◆ WHAT YOU NEED TO DO: Print the listing below exactly, images excluded.

◆ GIVEN DATA:
────────────────────
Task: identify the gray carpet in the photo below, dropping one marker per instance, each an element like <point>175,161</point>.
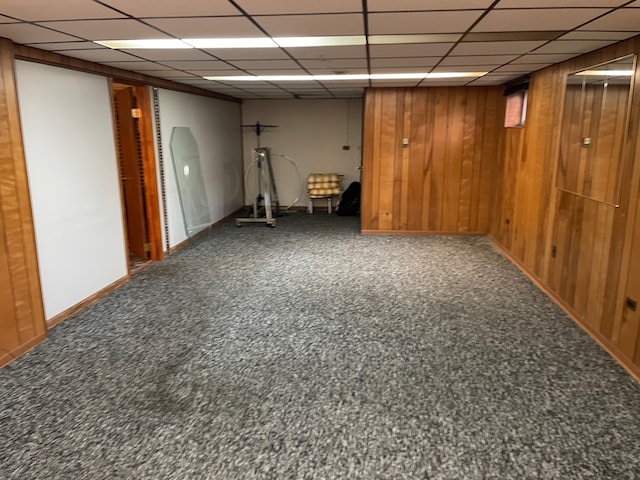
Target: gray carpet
<point>309,351</point>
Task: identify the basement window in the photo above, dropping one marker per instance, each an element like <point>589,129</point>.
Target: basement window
<point>516,108</point>
<point>516,111</point>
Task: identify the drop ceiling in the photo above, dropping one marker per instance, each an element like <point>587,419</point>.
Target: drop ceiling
<point>504,38</point>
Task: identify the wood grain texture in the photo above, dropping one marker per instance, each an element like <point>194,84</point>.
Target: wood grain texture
<point>146,131</point>
<point>22,314</point>
<point>31,54</point>
<point>441,180</point>
<point>582,250</point>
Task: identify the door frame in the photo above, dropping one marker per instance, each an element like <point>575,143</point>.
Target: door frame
────────────────────
◆ TASK RESULT:
Task: identify the gray carpet in the photo below, dropping one marker per instance, each an element like <point>175,161</point>.
Target: gray carpet
<point>309,351</point>
Task: identify the basement window in the photo above, dropping one marker per instance, each an element like <point>589,129</point>.
Target: basement window
<point>516,108</point>
<point>516,111</point>
Task: identify the drop ceiling in the photo above, dropping one marker per instance, each an element like <point>587,419</point>.
Target: drop ceiling
<point>504,38</point>
Task: identify the wood grain texture in the photo above, dropping one marker per instance, each an element like <point>194,84</point>.
Target: wood grain texture
<point>146,131</point>
<point>22,314</point>
<point>31,54</point>
<point>441,180</point>
<point>582,250</point>
Task: identify the door frame in the photo above, dropping one marker per instance, each an element like <point>575,143</point>.
Target: door frame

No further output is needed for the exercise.